▸ **Data provided**:
# # # # # # #
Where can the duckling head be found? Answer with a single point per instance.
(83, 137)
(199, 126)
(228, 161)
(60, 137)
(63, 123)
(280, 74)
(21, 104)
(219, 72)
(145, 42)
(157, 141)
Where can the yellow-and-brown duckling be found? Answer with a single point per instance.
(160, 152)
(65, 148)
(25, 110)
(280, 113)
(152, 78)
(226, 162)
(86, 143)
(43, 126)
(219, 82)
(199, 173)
# # # # # # #
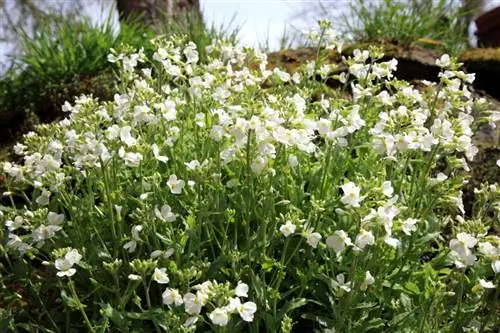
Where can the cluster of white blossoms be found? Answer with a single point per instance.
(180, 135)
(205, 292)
# # # # # # #
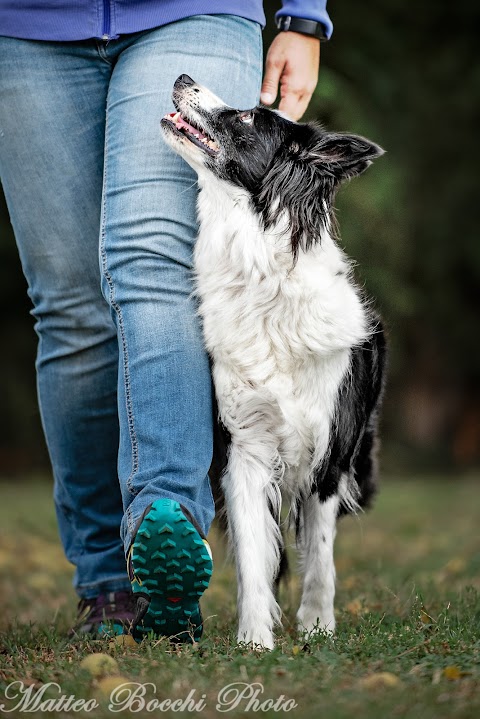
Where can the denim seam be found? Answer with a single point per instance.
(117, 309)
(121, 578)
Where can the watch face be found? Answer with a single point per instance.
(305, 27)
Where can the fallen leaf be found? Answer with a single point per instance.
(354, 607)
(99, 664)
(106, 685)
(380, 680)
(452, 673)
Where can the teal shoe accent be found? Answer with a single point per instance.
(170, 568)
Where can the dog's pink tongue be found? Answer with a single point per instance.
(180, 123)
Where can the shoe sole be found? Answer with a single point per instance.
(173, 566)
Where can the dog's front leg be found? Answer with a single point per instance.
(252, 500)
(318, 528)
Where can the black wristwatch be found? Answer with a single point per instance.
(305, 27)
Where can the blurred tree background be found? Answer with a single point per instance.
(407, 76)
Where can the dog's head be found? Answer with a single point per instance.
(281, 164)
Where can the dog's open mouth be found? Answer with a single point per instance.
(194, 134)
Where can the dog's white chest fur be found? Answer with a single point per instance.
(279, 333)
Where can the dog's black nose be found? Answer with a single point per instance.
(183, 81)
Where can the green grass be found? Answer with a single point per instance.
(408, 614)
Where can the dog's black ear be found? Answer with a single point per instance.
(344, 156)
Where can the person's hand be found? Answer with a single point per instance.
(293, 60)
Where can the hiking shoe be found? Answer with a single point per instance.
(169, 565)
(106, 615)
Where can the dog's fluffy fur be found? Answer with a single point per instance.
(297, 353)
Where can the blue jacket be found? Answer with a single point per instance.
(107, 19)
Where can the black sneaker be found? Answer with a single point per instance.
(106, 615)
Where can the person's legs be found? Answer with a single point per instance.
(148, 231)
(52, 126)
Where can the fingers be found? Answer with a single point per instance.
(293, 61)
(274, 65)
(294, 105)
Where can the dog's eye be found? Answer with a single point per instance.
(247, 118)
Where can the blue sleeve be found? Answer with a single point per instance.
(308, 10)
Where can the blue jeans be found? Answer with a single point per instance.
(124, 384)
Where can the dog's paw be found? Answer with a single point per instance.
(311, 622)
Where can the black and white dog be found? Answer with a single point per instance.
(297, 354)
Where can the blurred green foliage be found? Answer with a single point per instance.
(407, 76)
# # # # # # #
▸ **Written request**: Return each line of the listing above that contains the string "duckling". Case matters.

▸ **In response**:
Where can the duckling head be found? Answer with a single point per instance.
Where can the yellow-and-brown duckling be found? Answer with a single point per instance.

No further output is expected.